Direction => Identify each line of the items below that contains the word "doorway", and copy every such line. Letter case counts.

━━ Records for this task ━━

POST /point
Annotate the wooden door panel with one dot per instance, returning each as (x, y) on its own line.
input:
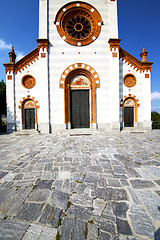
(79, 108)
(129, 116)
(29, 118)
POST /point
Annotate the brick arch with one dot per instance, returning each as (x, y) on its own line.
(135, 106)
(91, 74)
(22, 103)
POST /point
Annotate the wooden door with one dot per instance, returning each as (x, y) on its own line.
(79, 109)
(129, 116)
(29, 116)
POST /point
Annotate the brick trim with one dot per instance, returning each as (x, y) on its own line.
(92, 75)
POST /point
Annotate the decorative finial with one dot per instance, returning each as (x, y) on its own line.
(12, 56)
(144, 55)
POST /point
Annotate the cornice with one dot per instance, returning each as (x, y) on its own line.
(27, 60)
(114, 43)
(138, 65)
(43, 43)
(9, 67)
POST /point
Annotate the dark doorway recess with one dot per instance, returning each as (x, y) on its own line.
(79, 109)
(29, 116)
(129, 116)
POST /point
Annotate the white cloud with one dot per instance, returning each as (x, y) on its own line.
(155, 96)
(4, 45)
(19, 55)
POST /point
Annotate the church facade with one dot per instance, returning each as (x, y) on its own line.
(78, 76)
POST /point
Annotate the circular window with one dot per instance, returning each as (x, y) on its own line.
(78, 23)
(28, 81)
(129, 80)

━━━
━━ Records for this task ━━

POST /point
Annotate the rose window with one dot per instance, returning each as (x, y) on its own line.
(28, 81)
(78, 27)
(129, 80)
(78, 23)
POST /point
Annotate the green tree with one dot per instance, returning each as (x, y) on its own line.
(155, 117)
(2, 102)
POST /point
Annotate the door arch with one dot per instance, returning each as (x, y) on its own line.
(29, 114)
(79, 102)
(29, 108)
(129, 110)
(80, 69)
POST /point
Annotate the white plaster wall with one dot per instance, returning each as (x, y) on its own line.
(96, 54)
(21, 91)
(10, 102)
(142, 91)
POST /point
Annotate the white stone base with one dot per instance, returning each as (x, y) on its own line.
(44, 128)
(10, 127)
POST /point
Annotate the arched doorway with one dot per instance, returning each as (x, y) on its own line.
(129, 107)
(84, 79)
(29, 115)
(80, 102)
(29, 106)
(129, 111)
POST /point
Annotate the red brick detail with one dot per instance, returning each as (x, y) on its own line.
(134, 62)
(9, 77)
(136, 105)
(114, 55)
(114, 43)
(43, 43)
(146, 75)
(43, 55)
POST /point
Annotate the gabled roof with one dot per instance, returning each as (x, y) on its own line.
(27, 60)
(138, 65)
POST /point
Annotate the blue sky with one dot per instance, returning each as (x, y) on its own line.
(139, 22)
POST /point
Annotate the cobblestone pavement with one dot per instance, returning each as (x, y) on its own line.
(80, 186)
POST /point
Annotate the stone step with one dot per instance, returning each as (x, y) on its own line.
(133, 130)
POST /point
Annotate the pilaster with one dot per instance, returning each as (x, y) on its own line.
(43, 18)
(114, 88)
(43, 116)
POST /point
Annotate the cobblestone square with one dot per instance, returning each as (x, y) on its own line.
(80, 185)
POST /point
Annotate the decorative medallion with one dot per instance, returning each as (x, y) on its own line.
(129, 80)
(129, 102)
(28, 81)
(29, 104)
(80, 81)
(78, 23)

━━━

Final result =>
Annotate the dark doorway recess with one dot per instance, returning each as (x, y) on its own line.
Annotate the arched doorway with one dot per instance, returning each as (x, y) on its own line.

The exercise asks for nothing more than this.